WORK TO COMPLETE — Your task is to restate the data word for word.

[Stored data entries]
----

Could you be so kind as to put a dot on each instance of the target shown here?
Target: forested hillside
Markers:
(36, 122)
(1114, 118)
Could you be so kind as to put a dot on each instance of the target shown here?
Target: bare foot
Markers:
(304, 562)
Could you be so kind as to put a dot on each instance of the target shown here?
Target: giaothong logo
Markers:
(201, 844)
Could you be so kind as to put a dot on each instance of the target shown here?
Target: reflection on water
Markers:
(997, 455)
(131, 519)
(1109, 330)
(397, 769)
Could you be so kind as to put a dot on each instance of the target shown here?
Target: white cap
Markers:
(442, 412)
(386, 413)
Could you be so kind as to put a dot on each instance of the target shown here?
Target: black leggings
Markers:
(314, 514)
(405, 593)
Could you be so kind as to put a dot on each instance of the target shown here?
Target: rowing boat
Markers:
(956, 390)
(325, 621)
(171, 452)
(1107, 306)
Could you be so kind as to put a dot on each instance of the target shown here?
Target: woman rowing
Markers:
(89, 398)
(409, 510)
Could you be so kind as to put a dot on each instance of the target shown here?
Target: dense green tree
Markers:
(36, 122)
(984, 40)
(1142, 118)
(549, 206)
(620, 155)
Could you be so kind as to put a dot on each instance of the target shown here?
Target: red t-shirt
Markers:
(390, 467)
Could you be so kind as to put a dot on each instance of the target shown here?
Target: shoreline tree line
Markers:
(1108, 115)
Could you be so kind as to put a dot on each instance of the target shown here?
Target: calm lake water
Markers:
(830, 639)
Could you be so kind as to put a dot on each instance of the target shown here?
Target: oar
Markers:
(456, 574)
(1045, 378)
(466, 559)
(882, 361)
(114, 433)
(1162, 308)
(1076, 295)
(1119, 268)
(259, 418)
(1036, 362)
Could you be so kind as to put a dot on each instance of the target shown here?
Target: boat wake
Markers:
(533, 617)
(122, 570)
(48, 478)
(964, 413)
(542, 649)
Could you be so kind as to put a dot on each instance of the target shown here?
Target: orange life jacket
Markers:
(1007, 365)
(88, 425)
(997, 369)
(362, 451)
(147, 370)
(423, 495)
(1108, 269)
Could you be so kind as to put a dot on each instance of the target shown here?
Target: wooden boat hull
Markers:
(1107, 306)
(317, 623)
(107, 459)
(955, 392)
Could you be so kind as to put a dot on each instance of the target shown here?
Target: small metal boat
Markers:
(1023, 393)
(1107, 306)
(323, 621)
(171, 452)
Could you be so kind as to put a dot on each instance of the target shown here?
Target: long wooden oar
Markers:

----

THE REPLY —
Could you be so kind as to put a dot on each instance of the target shown here?
Target: forested hillside
Markers:
(36, 122)
(1114, 118)
Could you be so kind as to put a dot on each instance of the target shown here?
Target: bare foot
Markers:
(304, 562)
Could you be so kind as to put a dot on each instance of the target shown here?
Target: giaothong logo
Markers:
(201, 844)
Could you be so kind as to put a dot on each instance of the target shown here?
Target: reflection on water
Markers:
(997, 455)
(131, 519)
(1109, 330)
(397, 769)
Could you be so kind as to put a dot on each instance of the target shown here?
Target: white cap
Markers:
(442, 412)
(386, 413)
Could you be so kind as to put a dot on each instance of the target shown here?
Target: black leggings
Markers:
(314, 514)
(405, 593)
Could you be so kind as to put a dot on each instance of the target shown here?
Target: rowing boat
Markers:
(956, 390)
(325, 621)
(171, 452)
(1107, 306)
Could you be so kind as to put a dot on each instance of the target shown here?
Target: woman rowing
Markers:
(89, 398)
(409, 510)
Could you be so kind as to put a dot on each instance of the target shown here?
Target: dense green tree
Markers:
(36, 122)
(984, 40)
(1142, 118)
(549, 206)
(620, 155)
Could you be so kind as to put a dot on each instance of the target shown here?
Target: red t-shirt
Markers:
(390, 467)
Could you be so kind as to put a dot on each instance of the target shown here?
Target: shoreline tree line
Markers:
(1108, 115)
Could you be so kind as to put a dot on each instance of the target shown here?
Target: calm lake water
Markers:
(830, 639)
Could you be so kind as to put a dot on each instance of the target shown here?
Target: oar
Markers:
(456, 574)
(1045, 378)
(466, 559)
(882, 361)
(114, 433)
(1162, 308)
(1076, 295)
(1119, 268)
(259, 418)
(1036, 362)
Could you be so kind as to put a dot on each instance of the target shown here?
Target: boat wake
Markers:
(533, 617)
(122, 570)
(48, 478)
(964, 413)
(542, 649)
Could you be so kind as to put a dot on each instance of the target shown here?
Target: orange life jacket
Markers:
(1007, 365)
(88, 425)
(997, 369)
(362, 451)
(147, 370)
(423, 495)
(1108, 269)
Could you be so kind as to put a dot on each instance of the target shown here?
Target: wooden boat hull
Markers:
(1107, 306)
(317, 623)
(107, 459)
(955, 392)
Could you be so kind as to put a dot on each instance of the target shown here?
Target: small metal boat
Markers:
(1023, 393)
(1107, 306)
(323, 621)
(171, 452)
Could you be so kind as to put a dot on each instance of the target shown here?
Target: long wooden oar
Markers:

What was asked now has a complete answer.